Exercise:
In the data below, find every line with the string "nose" and pull it out.

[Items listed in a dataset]
--------------------

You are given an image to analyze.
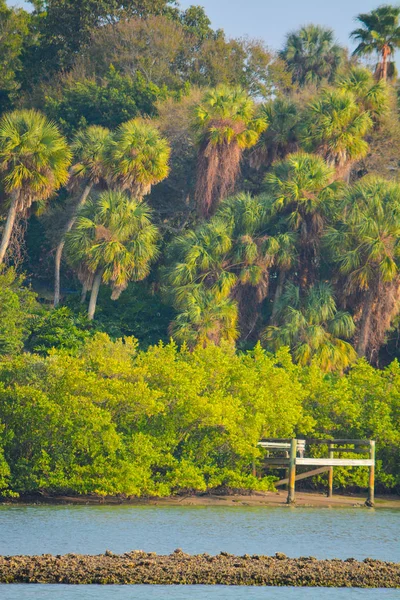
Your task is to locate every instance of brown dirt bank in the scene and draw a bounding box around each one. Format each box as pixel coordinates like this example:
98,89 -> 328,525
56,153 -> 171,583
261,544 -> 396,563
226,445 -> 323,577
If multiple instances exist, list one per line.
3,490 -> 400,508
0,550 -> 399,587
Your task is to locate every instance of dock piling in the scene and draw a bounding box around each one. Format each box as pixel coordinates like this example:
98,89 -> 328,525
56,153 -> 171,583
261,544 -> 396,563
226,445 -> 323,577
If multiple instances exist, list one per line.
328,443 -> 333,498
366,440 -> 375,507
287,438 -> 297,504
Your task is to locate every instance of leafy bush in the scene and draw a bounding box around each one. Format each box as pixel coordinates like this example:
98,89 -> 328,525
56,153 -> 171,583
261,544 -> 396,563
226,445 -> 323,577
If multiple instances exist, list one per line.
0,334 -> 398,497
0,268 -> 38,356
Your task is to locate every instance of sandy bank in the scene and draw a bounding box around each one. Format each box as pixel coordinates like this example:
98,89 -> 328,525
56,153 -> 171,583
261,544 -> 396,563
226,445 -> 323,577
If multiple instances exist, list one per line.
3,490 -> 399,508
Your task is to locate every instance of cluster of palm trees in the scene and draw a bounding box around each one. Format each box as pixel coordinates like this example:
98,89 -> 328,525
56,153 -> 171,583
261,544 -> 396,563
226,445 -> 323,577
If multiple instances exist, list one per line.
0,111 -> 169,319
1,4 -> 400,369
281,5 -> 400,84
164,61 -> 400,370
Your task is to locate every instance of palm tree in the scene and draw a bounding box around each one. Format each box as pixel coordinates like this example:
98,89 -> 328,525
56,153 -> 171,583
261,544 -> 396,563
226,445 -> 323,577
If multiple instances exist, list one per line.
263,282 -> 356,372
193,86 -> 267,218
351,5 -> 400,81
169,285 -> 239,348
104,118 -> 170,198
165,192 -> 292,342
264,152 -> 339,288
300,89 -> 373,180
66,190 -> 159,320
336,66 -> 389,120
0,109 -> 71,264
251,98 -> 300,169
280,25 -> 345,86
325,177 -> 400,360
54,125 -> 110,307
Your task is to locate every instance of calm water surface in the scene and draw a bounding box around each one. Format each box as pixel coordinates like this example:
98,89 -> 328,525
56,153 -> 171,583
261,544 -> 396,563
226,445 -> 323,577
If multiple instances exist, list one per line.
0,504 -> 398,599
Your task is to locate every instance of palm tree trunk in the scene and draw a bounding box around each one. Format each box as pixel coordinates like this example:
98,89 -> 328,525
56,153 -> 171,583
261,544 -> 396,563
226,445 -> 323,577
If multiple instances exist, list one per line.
271,270 -> 286,324
357,288 -> 375,357
0,193 -> 19,265
381,45 -> 390,81
81,284 -> 88,304
88,270 -> 103,321
54,183 -> 92,307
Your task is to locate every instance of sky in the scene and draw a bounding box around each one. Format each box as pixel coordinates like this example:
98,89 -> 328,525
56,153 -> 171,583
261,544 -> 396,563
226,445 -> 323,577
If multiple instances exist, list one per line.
9,0 -> 388,54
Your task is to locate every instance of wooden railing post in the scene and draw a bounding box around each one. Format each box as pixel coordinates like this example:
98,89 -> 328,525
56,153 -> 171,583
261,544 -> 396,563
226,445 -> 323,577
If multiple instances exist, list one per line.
287,438 -> 297,505
328,443 -> 333,498
366,440 -> 375,507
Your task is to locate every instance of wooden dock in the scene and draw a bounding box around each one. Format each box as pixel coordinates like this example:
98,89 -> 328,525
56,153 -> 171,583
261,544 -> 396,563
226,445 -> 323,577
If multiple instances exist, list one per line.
257,438 -> 376,506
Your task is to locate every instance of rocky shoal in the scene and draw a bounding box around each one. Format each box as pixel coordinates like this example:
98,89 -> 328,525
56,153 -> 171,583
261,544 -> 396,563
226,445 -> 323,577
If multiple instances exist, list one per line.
0,550 -> 399,587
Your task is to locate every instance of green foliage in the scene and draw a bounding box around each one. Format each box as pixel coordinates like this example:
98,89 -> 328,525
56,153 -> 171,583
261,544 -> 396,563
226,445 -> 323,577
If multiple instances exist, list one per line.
44,69 -> 164,135
300,89 -> 373,175
24,0 -> 178,77
193,86 -> 267,216
0,334 -> 306,496
0,268 -> 38,356
72,281 -> 175,347
0,109 -> 71,203
0,334 -> 398,497
0,1 -> 30,111
26,307 -> 93,355
66,190 -> 159,302
104,117 -> 171,196
325,177 -> 400,358
264,282 -> 356,372
280,25 -> 345,86
302,359 -> 400,490
336,66 -> 390,120
1,0 -> 400,501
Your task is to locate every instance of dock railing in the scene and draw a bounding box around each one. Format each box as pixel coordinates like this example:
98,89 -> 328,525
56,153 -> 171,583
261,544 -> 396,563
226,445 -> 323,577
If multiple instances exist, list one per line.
257,438 -> 375,506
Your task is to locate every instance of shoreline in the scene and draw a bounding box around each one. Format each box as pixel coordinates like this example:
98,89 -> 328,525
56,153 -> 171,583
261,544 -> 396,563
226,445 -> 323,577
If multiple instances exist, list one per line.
2,490 -> 400,508
0,550 -> 399,587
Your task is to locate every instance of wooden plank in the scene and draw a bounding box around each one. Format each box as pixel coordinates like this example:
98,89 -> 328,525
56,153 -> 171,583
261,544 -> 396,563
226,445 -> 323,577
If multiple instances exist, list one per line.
258,442 -> 291,449
296,458 -> 374,467
330,448 -> 370,454
263,458 -> 290,466
275,466 -> 329,487
305,439 -> 370,446
260,438 -> 291,442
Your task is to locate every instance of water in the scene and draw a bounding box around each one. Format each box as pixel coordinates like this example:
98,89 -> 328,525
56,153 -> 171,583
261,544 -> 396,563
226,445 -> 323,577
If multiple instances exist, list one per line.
0,504 -> 398,599
0,586 -> 399,600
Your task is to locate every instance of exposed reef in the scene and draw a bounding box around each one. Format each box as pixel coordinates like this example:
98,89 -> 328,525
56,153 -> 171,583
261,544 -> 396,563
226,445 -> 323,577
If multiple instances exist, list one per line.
0,550 -> 399,587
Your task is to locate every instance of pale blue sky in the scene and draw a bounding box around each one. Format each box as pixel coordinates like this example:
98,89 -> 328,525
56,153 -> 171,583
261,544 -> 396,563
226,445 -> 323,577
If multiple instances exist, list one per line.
8,0 -> 391,53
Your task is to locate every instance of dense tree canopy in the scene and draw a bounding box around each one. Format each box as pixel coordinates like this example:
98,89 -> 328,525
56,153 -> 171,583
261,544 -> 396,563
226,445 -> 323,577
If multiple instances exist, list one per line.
1,1 -> 400,498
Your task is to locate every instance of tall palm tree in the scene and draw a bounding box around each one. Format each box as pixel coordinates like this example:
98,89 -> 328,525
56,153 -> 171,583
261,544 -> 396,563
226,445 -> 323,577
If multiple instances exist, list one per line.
104,118 -> 170,198
263,282 -> 356,372
251,97 -> 300,169
351,5 -> 400,81
193,86 -> 267,218
0,110 -> 71,264
54,125 -> 110,307
325,177 -> 400,359
66,190 -> 159,320
264,152 -> 339,288
300,89 -> 373,180
280,25 -> 345,86
336,66 -> 389,120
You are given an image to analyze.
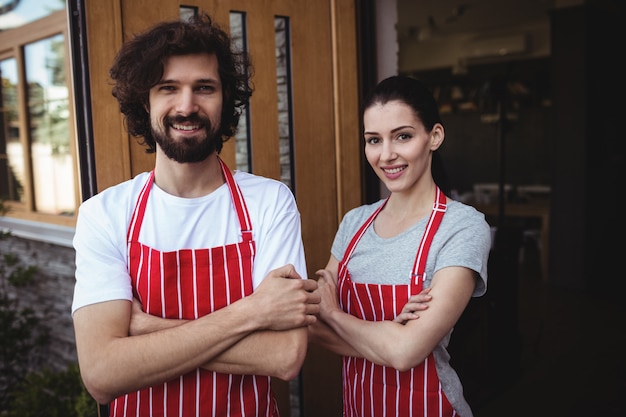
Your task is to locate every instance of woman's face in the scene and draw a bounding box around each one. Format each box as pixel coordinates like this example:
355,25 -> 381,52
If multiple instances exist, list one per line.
363,100 -> 443,195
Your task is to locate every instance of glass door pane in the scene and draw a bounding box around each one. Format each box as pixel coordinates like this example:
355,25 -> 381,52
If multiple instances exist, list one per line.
0,57 -> 24,203
25,34 -> 76,215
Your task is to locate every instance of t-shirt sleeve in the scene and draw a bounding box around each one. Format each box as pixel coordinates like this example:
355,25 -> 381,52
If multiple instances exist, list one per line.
432,207 -> 491,297
250,182 -> 307,288
71,195 -> 133,315
330,204 -> 371,262
332,201 -> 394,269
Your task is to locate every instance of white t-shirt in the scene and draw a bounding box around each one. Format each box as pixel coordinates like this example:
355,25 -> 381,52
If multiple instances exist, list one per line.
331,199 -> 490,295
72,170 -> 307,315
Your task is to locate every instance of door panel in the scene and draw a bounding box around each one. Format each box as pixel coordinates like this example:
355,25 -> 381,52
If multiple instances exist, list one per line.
84,1 -> 362,415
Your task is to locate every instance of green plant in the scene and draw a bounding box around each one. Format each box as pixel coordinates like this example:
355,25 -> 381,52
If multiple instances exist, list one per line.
0,202 -> 49,410
0,201 -> 95,416
3,364 -> 96,417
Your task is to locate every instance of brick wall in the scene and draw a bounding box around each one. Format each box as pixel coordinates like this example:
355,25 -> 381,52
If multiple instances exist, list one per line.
0,234 -> 77,372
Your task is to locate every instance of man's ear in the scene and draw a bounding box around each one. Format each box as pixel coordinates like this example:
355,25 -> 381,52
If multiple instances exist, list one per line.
430,123 -> 445,151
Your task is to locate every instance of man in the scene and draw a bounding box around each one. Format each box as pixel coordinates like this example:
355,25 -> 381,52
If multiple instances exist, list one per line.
71,13 -> 320,416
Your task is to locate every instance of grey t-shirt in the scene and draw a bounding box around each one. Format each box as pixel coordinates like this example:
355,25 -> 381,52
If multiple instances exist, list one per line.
331,198 -> 492,417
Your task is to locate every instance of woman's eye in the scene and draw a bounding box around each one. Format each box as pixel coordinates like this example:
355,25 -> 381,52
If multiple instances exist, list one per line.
365,137 -> 379,145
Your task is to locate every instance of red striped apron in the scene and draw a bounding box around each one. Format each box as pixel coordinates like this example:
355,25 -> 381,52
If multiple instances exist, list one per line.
112,158 -> 279,417
337,187 -> 457,417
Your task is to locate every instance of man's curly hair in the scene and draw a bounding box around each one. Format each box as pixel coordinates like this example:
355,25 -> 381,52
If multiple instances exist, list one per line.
109,13 -> 253,153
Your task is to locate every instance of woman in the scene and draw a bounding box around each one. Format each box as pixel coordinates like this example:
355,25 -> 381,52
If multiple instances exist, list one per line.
309,76 -> 491,417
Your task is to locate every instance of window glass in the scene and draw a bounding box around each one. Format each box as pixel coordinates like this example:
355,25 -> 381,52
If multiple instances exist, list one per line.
0,57 -> 24,203
178,7 -> 252,173
275,16 -> 294,190
0,0 -> 65,30
229,11 -> 252,173
180,5 -> 197,22
25,34 -> 75,216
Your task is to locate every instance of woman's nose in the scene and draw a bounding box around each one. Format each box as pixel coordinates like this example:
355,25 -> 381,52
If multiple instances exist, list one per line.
380,140 -> 396,161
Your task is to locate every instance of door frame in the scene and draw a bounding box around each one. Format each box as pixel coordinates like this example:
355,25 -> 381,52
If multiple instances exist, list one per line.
72,1 -> 365,416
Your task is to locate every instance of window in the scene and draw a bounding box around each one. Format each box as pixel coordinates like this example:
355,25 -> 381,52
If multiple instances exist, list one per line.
0,3 -> 76,243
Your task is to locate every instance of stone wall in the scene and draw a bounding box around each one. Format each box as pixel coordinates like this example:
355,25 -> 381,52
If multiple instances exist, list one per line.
0,234 -> 77,372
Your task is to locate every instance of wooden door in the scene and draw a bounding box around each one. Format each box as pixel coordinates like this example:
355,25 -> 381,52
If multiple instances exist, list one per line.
82,0 -> 362,416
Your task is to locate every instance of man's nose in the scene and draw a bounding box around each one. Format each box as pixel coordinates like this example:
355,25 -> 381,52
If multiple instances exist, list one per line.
176,89 -> 199,115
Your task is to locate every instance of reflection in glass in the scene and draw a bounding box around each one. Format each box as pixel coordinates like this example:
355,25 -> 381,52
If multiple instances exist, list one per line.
25,34 -> 76,215
0,0 -> 65,31
0,58 -> 24,202
180,5 -> 197,22
276,17 -> 299,414
275,16 -> 294,190
229,11 -> 252,173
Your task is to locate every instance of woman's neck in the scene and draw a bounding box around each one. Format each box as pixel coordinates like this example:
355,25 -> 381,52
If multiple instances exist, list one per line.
374,182 -> 440,238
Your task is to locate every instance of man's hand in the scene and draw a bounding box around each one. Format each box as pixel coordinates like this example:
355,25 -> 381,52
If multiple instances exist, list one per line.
129,298 -> 166,336
247,264 -> 320,331
130,264 -> 320,334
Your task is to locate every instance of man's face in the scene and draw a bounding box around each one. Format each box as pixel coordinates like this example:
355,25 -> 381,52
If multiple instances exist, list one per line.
148,53 -> 223,163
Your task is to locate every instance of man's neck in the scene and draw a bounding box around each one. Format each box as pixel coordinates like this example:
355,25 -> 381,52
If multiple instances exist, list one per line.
153,152 -> 226,198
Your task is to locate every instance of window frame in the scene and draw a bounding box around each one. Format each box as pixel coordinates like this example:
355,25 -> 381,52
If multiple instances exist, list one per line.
0,9 -> 78,246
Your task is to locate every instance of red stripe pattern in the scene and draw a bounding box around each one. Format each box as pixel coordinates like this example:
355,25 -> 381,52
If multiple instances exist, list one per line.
114,160 -> 278,417
337,189 -> 458,417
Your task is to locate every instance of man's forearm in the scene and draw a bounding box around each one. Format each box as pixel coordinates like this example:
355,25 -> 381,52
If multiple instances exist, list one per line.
74,299 -> 261,404
131,304 -> 307,380
205,327 -> 307,380
308,319 -> 362,357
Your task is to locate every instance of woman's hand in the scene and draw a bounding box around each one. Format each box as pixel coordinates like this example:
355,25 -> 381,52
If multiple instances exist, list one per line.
393,287 -> 433,324
314,268 -> 342,321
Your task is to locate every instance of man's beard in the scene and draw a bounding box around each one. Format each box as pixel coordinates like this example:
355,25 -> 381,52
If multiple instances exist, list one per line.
153,115 -> 221,163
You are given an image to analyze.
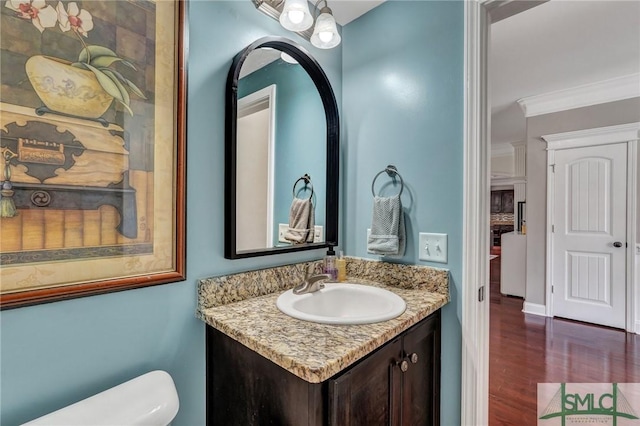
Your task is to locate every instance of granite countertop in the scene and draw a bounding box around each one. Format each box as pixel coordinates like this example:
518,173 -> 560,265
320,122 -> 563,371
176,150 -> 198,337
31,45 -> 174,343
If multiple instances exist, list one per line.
197,258 -> 449,383
491,221 -> 515,226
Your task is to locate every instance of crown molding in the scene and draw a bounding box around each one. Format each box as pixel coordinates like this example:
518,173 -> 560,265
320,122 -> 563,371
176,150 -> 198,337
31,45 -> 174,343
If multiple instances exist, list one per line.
542,122 -> 640,150
491,176 -> 526,187
517,73 -> 640,118
486,0 -> 549,23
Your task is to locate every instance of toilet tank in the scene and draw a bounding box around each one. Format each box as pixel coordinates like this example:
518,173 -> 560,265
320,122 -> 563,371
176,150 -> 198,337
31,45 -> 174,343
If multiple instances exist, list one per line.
22,370 -> 179,426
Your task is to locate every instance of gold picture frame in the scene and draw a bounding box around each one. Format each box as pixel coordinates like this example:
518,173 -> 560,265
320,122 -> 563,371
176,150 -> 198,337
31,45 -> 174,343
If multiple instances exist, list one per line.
0,0 -> 187,308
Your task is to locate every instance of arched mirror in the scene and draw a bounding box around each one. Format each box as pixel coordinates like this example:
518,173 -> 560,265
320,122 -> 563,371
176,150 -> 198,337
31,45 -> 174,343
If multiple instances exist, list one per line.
225,36 -> 339,259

--------------------

Answer space:
Your task is to locate every instance of woman's nose in the scene and draw a bounding box around each one. Format each box as pixel coordinates like this example:
Your task is to locate every instance of man's nose in the scene and draw a bounding box around each one. Format each box as pixel coordinates like this example:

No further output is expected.